■ **What the task requires**
A copy is needed of each line in the records that has the word "after".

========

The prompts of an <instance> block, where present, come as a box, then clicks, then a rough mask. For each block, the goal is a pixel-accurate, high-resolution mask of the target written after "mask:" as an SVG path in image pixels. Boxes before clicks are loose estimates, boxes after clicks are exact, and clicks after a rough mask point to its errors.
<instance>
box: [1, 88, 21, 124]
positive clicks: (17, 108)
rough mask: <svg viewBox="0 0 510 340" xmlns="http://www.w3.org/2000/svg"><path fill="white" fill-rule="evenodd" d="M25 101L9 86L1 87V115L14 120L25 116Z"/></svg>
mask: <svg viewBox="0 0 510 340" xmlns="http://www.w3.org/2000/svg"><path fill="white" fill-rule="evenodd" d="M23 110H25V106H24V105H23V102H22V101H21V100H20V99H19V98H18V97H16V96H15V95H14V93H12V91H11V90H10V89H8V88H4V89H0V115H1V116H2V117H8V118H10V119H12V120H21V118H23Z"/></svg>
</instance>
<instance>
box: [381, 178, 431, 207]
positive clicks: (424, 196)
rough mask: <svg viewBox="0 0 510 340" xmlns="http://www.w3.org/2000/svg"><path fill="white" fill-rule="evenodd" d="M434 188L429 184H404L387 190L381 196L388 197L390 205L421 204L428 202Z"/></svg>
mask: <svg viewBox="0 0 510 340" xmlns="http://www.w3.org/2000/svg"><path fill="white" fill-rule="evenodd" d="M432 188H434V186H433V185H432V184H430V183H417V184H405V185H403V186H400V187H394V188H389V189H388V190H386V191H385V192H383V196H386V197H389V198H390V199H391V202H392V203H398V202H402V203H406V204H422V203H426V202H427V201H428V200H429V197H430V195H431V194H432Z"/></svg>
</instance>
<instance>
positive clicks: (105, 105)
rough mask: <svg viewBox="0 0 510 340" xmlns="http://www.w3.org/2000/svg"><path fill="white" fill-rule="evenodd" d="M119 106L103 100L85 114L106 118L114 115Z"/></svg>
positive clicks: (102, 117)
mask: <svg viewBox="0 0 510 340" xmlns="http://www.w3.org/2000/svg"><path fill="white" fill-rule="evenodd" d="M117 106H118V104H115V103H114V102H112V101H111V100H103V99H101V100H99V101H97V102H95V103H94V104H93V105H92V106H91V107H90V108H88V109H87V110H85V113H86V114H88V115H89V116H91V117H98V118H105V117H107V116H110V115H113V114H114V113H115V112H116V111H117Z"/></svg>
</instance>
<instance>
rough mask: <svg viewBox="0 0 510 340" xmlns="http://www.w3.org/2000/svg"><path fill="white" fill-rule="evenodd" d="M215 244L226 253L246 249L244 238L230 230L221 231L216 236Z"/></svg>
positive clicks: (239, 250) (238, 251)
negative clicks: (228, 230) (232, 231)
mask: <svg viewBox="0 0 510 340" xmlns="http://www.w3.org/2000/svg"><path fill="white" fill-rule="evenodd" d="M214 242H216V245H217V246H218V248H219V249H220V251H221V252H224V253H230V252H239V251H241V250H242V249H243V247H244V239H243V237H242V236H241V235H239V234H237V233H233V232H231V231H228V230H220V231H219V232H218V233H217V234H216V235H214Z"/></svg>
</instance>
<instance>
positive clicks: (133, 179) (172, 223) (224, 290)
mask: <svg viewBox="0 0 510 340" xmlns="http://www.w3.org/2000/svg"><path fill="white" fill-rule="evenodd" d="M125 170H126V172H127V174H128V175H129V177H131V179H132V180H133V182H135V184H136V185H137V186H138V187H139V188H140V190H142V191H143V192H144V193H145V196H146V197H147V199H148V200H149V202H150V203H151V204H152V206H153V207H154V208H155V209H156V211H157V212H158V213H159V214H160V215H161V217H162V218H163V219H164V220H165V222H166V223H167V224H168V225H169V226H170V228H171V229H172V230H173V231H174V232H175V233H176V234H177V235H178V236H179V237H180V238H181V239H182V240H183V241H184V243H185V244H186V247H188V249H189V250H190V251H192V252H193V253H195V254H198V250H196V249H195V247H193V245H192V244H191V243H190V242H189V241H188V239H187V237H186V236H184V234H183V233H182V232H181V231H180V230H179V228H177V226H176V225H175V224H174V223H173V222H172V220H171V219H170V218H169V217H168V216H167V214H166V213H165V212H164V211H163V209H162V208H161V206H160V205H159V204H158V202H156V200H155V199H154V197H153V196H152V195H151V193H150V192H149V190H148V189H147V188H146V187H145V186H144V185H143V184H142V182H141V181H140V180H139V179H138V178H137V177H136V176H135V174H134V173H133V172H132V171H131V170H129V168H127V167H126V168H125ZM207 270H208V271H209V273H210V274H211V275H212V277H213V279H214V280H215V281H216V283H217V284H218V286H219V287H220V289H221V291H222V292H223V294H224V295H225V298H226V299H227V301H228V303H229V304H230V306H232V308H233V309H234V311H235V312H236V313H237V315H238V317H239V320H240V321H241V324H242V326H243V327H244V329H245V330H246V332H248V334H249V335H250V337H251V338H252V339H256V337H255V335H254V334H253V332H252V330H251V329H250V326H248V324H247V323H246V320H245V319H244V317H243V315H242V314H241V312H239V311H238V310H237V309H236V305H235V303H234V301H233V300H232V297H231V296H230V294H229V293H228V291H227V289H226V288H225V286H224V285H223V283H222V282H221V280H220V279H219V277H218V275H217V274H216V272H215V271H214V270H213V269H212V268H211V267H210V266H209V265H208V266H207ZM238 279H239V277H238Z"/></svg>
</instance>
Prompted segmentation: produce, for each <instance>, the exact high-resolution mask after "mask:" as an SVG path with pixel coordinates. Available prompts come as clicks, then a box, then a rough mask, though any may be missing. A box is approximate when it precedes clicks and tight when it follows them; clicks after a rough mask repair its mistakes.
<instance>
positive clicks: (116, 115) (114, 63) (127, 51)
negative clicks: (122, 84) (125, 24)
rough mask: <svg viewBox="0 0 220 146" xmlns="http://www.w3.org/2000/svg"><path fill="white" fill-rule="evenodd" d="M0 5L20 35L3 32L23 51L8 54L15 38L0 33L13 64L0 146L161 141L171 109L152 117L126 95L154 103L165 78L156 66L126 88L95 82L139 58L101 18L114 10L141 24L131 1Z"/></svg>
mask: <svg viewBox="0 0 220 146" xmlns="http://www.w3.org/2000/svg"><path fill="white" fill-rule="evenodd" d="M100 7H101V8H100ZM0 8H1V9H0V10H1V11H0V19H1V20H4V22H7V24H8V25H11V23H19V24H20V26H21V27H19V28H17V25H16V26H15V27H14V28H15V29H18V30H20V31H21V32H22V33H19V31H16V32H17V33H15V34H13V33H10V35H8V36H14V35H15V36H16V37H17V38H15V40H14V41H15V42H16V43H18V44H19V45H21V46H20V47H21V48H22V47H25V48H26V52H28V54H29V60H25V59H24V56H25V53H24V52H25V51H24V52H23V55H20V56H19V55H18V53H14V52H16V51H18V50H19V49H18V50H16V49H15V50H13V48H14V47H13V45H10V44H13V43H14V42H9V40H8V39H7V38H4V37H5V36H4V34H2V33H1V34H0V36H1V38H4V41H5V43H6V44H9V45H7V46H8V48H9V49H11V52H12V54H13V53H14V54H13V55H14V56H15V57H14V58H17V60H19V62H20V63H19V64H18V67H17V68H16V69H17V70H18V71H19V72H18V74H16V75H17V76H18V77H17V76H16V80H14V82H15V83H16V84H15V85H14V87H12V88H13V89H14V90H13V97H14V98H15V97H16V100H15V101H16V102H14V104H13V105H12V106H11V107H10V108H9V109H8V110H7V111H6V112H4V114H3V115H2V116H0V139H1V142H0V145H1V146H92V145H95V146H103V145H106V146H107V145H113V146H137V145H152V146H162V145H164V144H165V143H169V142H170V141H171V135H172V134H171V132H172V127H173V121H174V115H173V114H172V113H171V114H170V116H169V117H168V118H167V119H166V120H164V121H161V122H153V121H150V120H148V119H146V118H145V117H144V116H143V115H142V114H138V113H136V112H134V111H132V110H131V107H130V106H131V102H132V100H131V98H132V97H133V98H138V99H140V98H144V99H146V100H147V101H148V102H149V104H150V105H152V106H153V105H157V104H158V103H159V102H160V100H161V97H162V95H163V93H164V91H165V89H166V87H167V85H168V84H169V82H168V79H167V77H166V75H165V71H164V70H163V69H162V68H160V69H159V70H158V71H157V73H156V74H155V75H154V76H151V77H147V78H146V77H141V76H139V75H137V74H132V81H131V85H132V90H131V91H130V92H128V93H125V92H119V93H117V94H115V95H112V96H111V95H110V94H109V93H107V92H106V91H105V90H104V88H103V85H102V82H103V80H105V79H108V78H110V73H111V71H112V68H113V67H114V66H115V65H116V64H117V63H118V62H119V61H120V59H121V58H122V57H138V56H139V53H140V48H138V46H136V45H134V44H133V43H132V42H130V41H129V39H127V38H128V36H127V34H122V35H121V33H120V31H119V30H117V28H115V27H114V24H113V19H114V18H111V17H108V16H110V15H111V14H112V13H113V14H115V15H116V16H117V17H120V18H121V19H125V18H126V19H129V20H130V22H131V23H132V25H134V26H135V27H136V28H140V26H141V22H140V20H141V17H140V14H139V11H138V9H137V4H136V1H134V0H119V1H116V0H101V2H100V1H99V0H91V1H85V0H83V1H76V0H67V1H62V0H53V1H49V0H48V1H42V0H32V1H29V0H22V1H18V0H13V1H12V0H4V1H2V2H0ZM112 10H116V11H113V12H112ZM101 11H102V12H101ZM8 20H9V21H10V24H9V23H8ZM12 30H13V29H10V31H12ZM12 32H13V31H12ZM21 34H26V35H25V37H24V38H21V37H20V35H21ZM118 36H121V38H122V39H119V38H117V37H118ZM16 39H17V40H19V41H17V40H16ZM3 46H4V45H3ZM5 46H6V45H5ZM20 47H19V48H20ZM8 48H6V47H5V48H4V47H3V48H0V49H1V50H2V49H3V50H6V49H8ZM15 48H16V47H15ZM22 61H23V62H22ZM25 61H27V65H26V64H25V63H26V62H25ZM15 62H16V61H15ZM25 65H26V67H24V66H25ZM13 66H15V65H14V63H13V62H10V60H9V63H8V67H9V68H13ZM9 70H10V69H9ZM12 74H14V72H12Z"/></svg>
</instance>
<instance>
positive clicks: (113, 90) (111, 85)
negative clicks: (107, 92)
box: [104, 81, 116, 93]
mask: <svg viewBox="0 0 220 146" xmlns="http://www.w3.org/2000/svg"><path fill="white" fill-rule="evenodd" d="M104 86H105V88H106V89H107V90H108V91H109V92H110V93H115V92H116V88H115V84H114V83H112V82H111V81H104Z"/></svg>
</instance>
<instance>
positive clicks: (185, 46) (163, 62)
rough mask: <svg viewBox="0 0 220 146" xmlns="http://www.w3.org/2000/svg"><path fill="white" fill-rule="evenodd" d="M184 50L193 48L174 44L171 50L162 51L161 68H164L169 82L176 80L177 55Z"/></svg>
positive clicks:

========

■ **Solution to the problem**
The prompts of an <instance> block, where present, come as a box, then clicks, then a rough mask. For each block, the goal is a pixel-accurate, high-resolution mask of the target written after "mask:" as an SVG path in image pixels. Boxes before clicks are loose estimates, boxes after clicks are exact, and clicks after a rough mask point to its errors.
Prompted segmentation: produce, for each <instance>, the exact high-resolution mask after "mask:" as an SVG path with pixel coordinates. Available prompts come as clicks, then a box, then a rough mask, though any may be missing. A box is approximate when it precedes clicks and tight when it follows them; clicks after a rough mask repair its mistakes.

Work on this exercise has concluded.